**Problem to work on**
Reproduce each of the lines below character for character, leaving out the pictures.

**Exercise inputs**
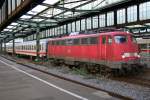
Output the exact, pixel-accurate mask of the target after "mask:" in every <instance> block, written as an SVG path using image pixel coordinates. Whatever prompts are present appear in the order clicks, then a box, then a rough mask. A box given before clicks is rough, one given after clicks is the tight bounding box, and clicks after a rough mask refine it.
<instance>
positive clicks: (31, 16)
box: [20, 15, 32, 19]
mask: <svg viewBox="0 0 150 100" xmlns="http://www.w3.org/2000/svg"><path fill="white" fill-rule="evenodd" d="M31 17H32V16H29V15H23V16H21V17H20V18H22V19H30V18H31Z"/></svg>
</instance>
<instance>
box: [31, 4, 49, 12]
mask: <svg viewBox="0 0 150 100" xmlns="http://www.w3.org/2000/svg"><path fill="white" fill-rule="evenodd" d="M46 8H48V7H46V6H43V5H38V6H36V7H34V8H33V9H32V10H31V11H32V12H41V11H43V10H45V9H46Z"/></svg>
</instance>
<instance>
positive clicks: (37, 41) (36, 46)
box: [36, 25, 40, 60]
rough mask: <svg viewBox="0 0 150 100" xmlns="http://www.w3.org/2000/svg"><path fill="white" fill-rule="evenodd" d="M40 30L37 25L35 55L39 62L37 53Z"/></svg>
mask: <svg viewBox="0 0 150 100" xmlns="http://www.w3.org/2000/svg"><path fill="white" fill-rule="evenodd" d="M39 33H40V28H39V26H38V25H37V29H36V55H37V60H39V51H40V35H39Z"/></svg>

**Solution for this problem**
Output the exact, pixel-accurate mask of the target after "mask:" in every <instance> block, written as an SVG path using image pixel coordinates. Whatever prompts are present appear in the order clicks, then a box, then a rough mask. A box given before clicks is rough, one given after clicks is the tight bounding box, and clicks after a rough mask refine it.
<instance>
positive clicks: (31, 16)
box: [20, 15, 32, 19]
mask: <svg viewBox="0 0 150 100" xmlns="http://www.w3.org/2000/svg"><path fill="white" fill-rule="evenodd" d="M31 17H32V16H29V15H23V16H21V17H20V18H22V19H30V18H31Z"/></svg>
</instance>
<instance>
box: [31, 4, 49, 12]
mask: <svg viewBox="0 0 150 100" xmlns="http://www.w3.org/2000/svg"><path fill="white" fill-rule="evenodd" d="M46 8H48V7H46V6H43V5H38V6H36V7H34V8H33V9H32V10H31V11H32V12H41V11H43V10H45V9H46Z"/></svg>
</instance>
<instance>
positive clicks: (37, 41) (36, 46)
box: [36, 25, 40, 60]
rough mask: <svg viewBox="0 0 150 100" xmlns="http://www.w3.org/2000/svg"><path fill="white" fill-rule="evenodd" d="M40 30L37 25L35 55L39 62L37 53Z"/></svg>
mask: <svg viewBox="0 0 150 100" xmlns="http://www.w3.org/2000/svg"><path fill="white" fill-rule="evenodd" d="M39 33H40V28H39V26H38V25H37V29H36V55H37V60H39V51H40V35H39Z"/></svg>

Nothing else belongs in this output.